* **TAREFAS A REALIZAR**:
(A) Com base no texto, responda:
(i) O que o menino quer comprar com o dinheiro tirado da bolsa da mãe?
(ii) Por quanto seria vendida a camiseta, no valor dado como exemplo no plano das monografias?
(iii) Onde ele se olha no último parágrafo?
(B) Reproduza sem alterações o trecho do texto entre "Ah não tem problema" e "escovava os dentes.", inclusive.

* **TEXTO PARA LEITURA**:

━━━━━━━━━━

Pô se eu pegar este dinheiro da bolsa da mamãe ela nem vai se dar conta. E também é tão pouquinho, que nem faz diferença. Se eu pedir ela vai dizer que não e eu quero tanto comprar aquela bola de futebol, que não faz sentido ficar sem- o menino pensou enquanto deslizava os dedos entre as dobras da carteira.

Ah não tem problema colar na prova. Afinal ta todo mundo fazendo e se eu tirar uma nota baixa meus pais vão ficar chateados, ai vai ter conseqüência. Se for pra vir ate aqui todo dia e ficar reprovado só porque não gosto de estudar, não venho mais. É só sentar perto daquela menina com os óculos que sempre presta atenção e anota tudo que no meio da prova eu falo com ela pra liberar- o moleque planejou enquanto escovava os dentes.

Então o esquema é o seguinte, nos vamos vender monografias de faculdade. O João, nosso cabeção, vai escrever os trabalhos e nós vamos vender camisetas pra nos proteger. Assim, o cara que quiser comprar um trabalho no esquema, vai comprar primeiro uma camiseta pelo preço que for pagar no trabalho, digamos 100 reais, e em retorno enviáramos a ele o trabalho de faculdade, e o sortudo ainda fica com a camiseta. Porque a camiseta? Para poder explicara imensa quantidade de dinheiro que vamos faturar nesse esquema. Assim, ficamos limpo, todo mundo sacou?- o rapaz indagou aos colegas de seu lugar na cabeceira da mesa da sala, minutos antes de seus pais chegarem do trabalho.

Esse João esta começando a encher o saco. Ta sempre querendo mais e mais. E dai se é ele quem esta produzindo os trabalhos. O esquema é de todos nós. Todo mundo tem que ganhar nessa parada. E as camisetas estão vendendo pra caraca. Então se esse cara quer mesmo causar problema, que se dane, tem bastante CDF por ai passando fome que faz os trabalhos pela metade do que estamos dando a ele. Por mim nós afastamos desse babaca.- o moço aconselhou logo antes do grupo decidir por se livrar de João.

Tudo no esquema. Casas em nomes de laranjas, caros em nome da mamãe, a vida realmente é bela. Se todos os esquemas entrarem na data este ano, eu vou ter faturado na casa dos 4 mizão. É isso mesmo meu chapa, você é o cara. Você teve que da duro, claro, e algumas decisões foram obviamente desagradáveis. Mas todas necessárias, sem elas não teria chegado aqui. Prestes hoje a ser recebido pela casa. Finalmente, cheguei em um lugar bom. Vivendo relaxado, agora sim, o céu é o limite! -ele refletiu enquanto encarava seu reflexo no espelho do banheiro de sua cobertura sua mulher ainda dormindo no quarto.

━━━━━━━━━━

Registros de apontamento e rotulagem
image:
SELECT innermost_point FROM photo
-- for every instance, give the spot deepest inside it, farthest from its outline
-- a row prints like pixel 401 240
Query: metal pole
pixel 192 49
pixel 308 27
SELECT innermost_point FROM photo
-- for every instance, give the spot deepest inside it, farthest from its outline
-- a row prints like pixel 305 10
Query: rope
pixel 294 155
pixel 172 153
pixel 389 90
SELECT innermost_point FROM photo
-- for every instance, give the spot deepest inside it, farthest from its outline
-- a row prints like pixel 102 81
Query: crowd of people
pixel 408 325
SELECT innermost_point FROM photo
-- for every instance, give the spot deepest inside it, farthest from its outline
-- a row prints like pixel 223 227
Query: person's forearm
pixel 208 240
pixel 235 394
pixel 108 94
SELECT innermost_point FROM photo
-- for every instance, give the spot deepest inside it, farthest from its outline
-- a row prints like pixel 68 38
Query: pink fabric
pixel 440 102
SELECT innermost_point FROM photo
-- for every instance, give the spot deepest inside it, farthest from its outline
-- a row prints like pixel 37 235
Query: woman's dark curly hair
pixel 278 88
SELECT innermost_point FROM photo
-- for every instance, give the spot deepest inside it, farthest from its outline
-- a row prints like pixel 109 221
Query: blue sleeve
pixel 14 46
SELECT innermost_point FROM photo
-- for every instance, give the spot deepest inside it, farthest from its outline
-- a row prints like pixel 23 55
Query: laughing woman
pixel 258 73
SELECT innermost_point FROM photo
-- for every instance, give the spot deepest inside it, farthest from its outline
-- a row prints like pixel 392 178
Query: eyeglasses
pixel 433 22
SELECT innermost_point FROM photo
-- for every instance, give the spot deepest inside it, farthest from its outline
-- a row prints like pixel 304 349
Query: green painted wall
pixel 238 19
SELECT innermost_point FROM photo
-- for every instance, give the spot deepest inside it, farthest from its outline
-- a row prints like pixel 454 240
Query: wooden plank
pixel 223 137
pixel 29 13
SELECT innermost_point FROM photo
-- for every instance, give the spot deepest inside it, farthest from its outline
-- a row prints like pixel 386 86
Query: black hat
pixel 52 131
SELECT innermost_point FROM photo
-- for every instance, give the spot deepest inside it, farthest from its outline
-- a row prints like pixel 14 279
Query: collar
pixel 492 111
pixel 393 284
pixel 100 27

━━━━━━━━━━

* **RESPOSTAS POR TAREFA**:
(A)
(i) Uma bola de futebol.
(ii) Por 100 reais.
(iii) No espelho do banheiro de sua cobertura.

(B)
Ah não tem problema colar na prova. Afinal ta todo mundo fazendo e se eu tirar uma nota baixa meus pais vão ficar chateados, ai vai ter conseqüência. Se for pra vir ate aqui todo dia e ficar reprovado só porque não gosto de estudar, não venho mais. É só sentar perto daquela menina com os óculos que sempre presta atenção e anota tudo que no meio da prova eu falo com ela pra liberar- o moleque planejou enquanto escovava os dentes.